_Given passage_:
▼

It’s Oscar season once again, folks, and boy, oh boy, is there ever a lot of deserving nominations for the categories. 12 Years a Slave was a potent tale about, um, slavery, American Hustle…. Had a…Good cast, Nebraska had brilliant shots of…Nebraska, I guess, and The Wolf of Wall Street was one hell of a monster movie.
As you probably guessed, I haven’t actually seen any of the nominees for best picture. Every year, I make a promise to myself that I’m going to watch all or most of the Oscar-nominated movies, and each year, I stay home and watch a nineties superhero cartoon on Netflix.
In my defense, I think the majority of the Oscar-watching population doesn’t actually watch any of the movies. That’s okay, because there’s so much else going on. You can (Hopefully) laugh at the host, you can see all your favourite actors and actresses wear beautiful clothes and pretend they don’t loathe each other, and you may have the chance to see somebody richer and more successful than you embarrass themselves on live TV! It’s a win for everybody, really.
However, for whatever reason, this year, I feel like watching all the best picture nominees, if only because I hate being out of the know if something is supposed to be really good. So, this year, I’ve decided to watch all of the Oscar movies (That is, the Best Picture Nominees) and, after watching, each one, I’ll post a short review on this blog.
There’s more, however.
See, I’m not content with only doing the nominees for the best in film-making. I’m also insanely curious to see what the WORST in film was like this year. Therefor, in addition to the Oscars, I will also be following the little known awards show known as the Golden Raspberries (Also known as the “Razzies”).
To give you an idea of what these short reviews will look like, here is a short review on a movie I watched last night that also happens to be a nominee for ten Razzie awards:
Grown Ups 2
Directed by: Dennis Dugan (Of course)

▲

_Data excerpts_:
▼

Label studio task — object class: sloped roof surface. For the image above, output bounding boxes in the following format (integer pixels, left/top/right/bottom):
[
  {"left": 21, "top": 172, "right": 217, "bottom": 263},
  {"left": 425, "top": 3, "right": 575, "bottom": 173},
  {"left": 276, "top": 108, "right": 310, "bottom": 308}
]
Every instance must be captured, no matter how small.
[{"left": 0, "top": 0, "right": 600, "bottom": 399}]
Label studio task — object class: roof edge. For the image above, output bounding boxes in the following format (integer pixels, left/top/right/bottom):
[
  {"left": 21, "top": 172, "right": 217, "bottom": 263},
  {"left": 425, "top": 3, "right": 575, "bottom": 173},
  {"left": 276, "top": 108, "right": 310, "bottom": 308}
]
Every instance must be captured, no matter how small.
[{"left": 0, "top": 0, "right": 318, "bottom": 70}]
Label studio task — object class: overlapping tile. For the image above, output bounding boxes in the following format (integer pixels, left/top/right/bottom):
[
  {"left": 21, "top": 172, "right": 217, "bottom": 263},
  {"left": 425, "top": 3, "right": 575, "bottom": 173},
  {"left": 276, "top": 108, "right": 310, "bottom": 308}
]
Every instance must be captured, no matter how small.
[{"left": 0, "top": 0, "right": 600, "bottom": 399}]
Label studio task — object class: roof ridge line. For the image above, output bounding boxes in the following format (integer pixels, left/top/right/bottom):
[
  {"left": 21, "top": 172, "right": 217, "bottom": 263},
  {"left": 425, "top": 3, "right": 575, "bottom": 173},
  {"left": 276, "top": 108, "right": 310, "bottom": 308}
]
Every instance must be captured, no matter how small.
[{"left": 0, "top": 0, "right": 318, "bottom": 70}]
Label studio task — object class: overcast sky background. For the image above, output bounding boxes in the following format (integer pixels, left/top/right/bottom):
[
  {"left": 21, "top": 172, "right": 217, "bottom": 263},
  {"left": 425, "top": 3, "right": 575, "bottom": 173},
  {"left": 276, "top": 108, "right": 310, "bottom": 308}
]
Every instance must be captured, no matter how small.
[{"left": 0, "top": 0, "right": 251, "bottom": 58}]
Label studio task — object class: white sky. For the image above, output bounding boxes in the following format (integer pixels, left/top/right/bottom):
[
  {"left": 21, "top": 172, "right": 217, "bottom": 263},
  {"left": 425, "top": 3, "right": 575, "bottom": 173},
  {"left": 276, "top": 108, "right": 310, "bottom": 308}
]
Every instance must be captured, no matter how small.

▲

_Required tasks_:
1 > Can you extract the part of the Oscar blog post from "See, I’m not" up to and including "Dugan (Of course)"?
2 > How would you render this sentence from the Oscar blog post in Spanish: "In my defense, I think the majority of the Oscar-watching population doesn’t actually watch any of the movies."

_The answers_:
1 >
See, I’m not content with only doing the nominees for the best in film-making. I’m also insanely curious to see what the WORST in film was like this year. Therefor, in addition to the Oscars, I will also be following the little known awards show known as the Golden Raspberries (Also known as the “Razzies”).
To give you an idea of what these short reviews will look like, here is a short review on a movie I watched last night that also happens to be a nominee for ten Razzie awards:
Grown Ups 2
Directed by: Dennis Dugan (Of course)

2 > En mi defensa, creo que la mayoría del público que ve los Óscar en realidad no ve ninguna de las películas.